Leave out every picture, then transcribe the rest of the listing exactly.

> **Segmentation labeling entries**:
┏━━

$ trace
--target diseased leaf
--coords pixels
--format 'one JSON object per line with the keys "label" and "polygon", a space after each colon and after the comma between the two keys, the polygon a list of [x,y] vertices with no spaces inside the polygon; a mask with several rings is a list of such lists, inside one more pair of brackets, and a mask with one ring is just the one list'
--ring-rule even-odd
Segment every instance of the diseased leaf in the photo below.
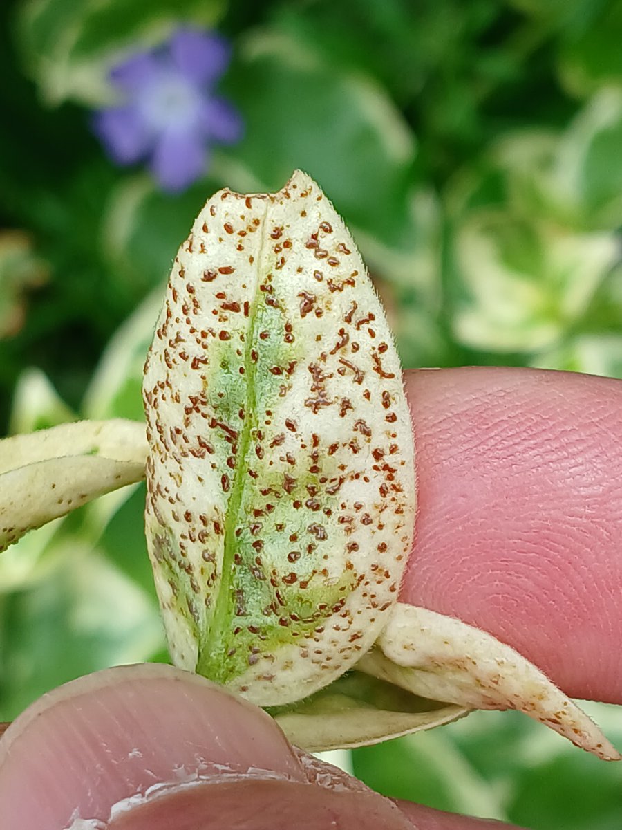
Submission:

┗━━

> **The solution**:
$ trace
--target diseased leaf
--coords pixels
--format 'one JSON object per line with the keys "label" and "polygon", a space after each colon and after the comma between the two keys, the polygon a list of [x,y] vertices with no spaces inside the polygon; a mask with several rings is a list of such lists, inside one more pair of brackets, and a mask with one ring is just the one list'
--ring-rule even-odd
Segment every instance of the diseased leaf in the photo below.
Submission:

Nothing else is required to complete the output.